Venedig. Mit der sehr freien Goethe-Verfilmung „Faust" von Alexander Sokurow ist der Wettbewerb Venedigs endgültig am Kunst-Pol angekommen - auch ein Kunststück, 22 Filme dramaturgisch derart vom Entertainment zur Hochkultur aufzubauen! Während sich der Lido kongenial von einem leichten Schleier eingehüllt zeigte, sucht Professor Faust in nebulösen Bildern die Seele und findet, begleitet von vielen neuen Nebenfiguren, die Freiheit.

__ANWEISUNG__. Zitiere aus dem Bericht über Sokurows „Faust“ in Venedig die Stelle von „Venedig. Mit der“ bis einschließlich „Nebenfiguren, die Freiheit.“. Die Datensätze spielen hier keine Rolle.

__EINGABEDATEN__.
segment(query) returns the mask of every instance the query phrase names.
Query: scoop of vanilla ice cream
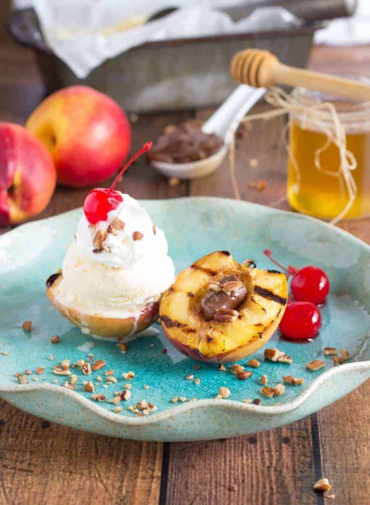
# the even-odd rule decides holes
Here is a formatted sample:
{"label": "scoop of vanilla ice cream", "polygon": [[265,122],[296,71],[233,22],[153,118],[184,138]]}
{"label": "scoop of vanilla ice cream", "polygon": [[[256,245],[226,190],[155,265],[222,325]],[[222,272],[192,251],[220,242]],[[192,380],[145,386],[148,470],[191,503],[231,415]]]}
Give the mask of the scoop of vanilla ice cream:
{"label": "scoop of vanilla ice cream", "polygon": [[[168,255],[163,231],[153,227],[148,214],[127,194],[109,213],[107,221],[94,228],[83,215],[76,240],[69,246],[62,265],[64,281],[58,295],[68,305],[89,312],[125,317],[157,301],[172,283],[175,267]],[[104,241],[111,252],[93,252],[97,230],[107,230],[116,217],[124,223],[117,234],[109,233]],[[135,232],[142,234],[134,239]]]}
{"label": "scoop of vanilla ice cream", "polygon": [[[83,214],[78,223],[76,237],[81,256],[98,263],[128,268],[143,258],[166,256],[168,246],[164,232],[155,227],[154,233],[151,220],[136,200],[128,194],[122,196],[123,201],[118,208],[108,213],[106,221],[99,221],[95,226],[96,230],[107,230],[115,218],[124,223],[124,228],[118,235],[109,233],[104,241],[111,252],[93,252],[95,231],[89,226]],[[134,239],[135,231],[142,234],[140,239]]]}

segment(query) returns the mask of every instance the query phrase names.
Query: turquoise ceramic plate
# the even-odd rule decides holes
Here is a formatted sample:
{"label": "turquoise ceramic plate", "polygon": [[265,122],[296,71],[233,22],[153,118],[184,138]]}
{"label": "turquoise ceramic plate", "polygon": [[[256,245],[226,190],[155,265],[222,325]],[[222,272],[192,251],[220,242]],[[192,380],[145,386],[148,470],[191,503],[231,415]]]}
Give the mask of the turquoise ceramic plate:
{"label": "turquoise ceramic plate", "polygon": [[[260,368],[252,370],[248,380],[239,381],[230,371],[219,371],[213,365],[201,364],[195,370],[195,362],[170,344],[157,324],[149,336],[129,342],[124,355],[114,343],[81,334],[50,305],[44,288],[45,279],[60,268],[73,239],[81,214],[76,210],[19,227],[0,237],[0,352],[8,353],[0,354],[0,394],[6,400],[45,419],[105,435],[197,440],[246,434],[290,423],[331,403],[370,376],[368,246],[320,221],[245,202],[201,197],[142,204],[166,232],[178,272],[218,249],[229,250],[238,261],[251,258],[260,268],[271,268],[263,255],[267,248],[284,264],[324,268],[332,289],[322,310],[324,324],[319,336],[297,344],[276,334],[268,346],[284,350],[292,357],[293,364],[265,362],[261,349],[255,355]],[[30,333],[22,329],[25,320],[32,321]],[[50,338],[56,334],[61,342],[51,344]],[[350,360],[333,367],[332,358],[324,357],[326,346],[346,347]],[[165,348],[167,353],[162,352]],[[128,382],[123,373],[135,373],[131,397],[128,403],[121,402],[122,412],[116,413],[114,404],[94,401],[91,393],[84,393],[82,381],[87,377],[79,371],[75,391],[61,387],[65,378],[53,374],[53,365],[61,360],[87,360],[89,352],[94,359],[104,359],[118,378],[117,384],[104,387],[105,380],[96,378],[100,375],[105,379],[101,372],[88,377],[97,385],[96,392],[102,392],[107,400]],[[325,368],[307,371],[306,364],[314,359],[324,361]],[[44,372],[37,375],[36,369],[40,367]],[[29,383],[22,385],[14,374],[26,370],[32,374],[28,376]],[[188,374],[199,378],[200,383],[187,380]],[[288,374],[303,377],[305,382],[301,386],[287,386],[284,395],[269,399],[259,393],[263,374],[270,385]],[[223,385],[230,388],[231,396],[215,399]],[[171,401],[174,396],[188,401],[175,405]],[[193,398],[196,400],[188,401]],[[247,404],[243,398],[258,398],[261,403]],[[127,410],[128,403],[142,399],[157,410],[139,417]]]}

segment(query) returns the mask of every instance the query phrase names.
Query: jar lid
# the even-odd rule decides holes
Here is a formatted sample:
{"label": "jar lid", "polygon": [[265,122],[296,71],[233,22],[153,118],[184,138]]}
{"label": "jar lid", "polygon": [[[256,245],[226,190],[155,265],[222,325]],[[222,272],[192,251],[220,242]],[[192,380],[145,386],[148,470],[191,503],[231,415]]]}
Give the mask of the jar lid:
{"label": "jar lid", "polygon": [[[370,79],[358,74],[338,73],[333,75],[370,84]],[[346,130],[359,132],[370,130],[370,102],[343,98],[302,87],[295,88],[291,96],[296,103],[305,107],[313,107],[326,103],[332,104]],[[321,109],[317,112],[322,120],[332,122],[332,115],[328,110]],[[295,113],[294,116],[301,118],[299,114]]]}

__ERGEBNIS DER AUFGABE__.
Venedig. Mit der sehr freien Goethe-Verfilmung „Faust" von Alexander Sokurow ist der Wettbewerb Venedigs endgültig am Kunst-Pol angekommen - auch ein Kunststück, 22 Filme dramaturgisch derart vom Entertainment zur Hochkultur aufzubauen! Während sich der Lido kongenial von einem leichten Schleier eingehüllt zeigte, sucht Professor Faust in nebulösen Bildern die Seele und findet, begleitet von vielen neuen Nebenfiguren, die Freiheit.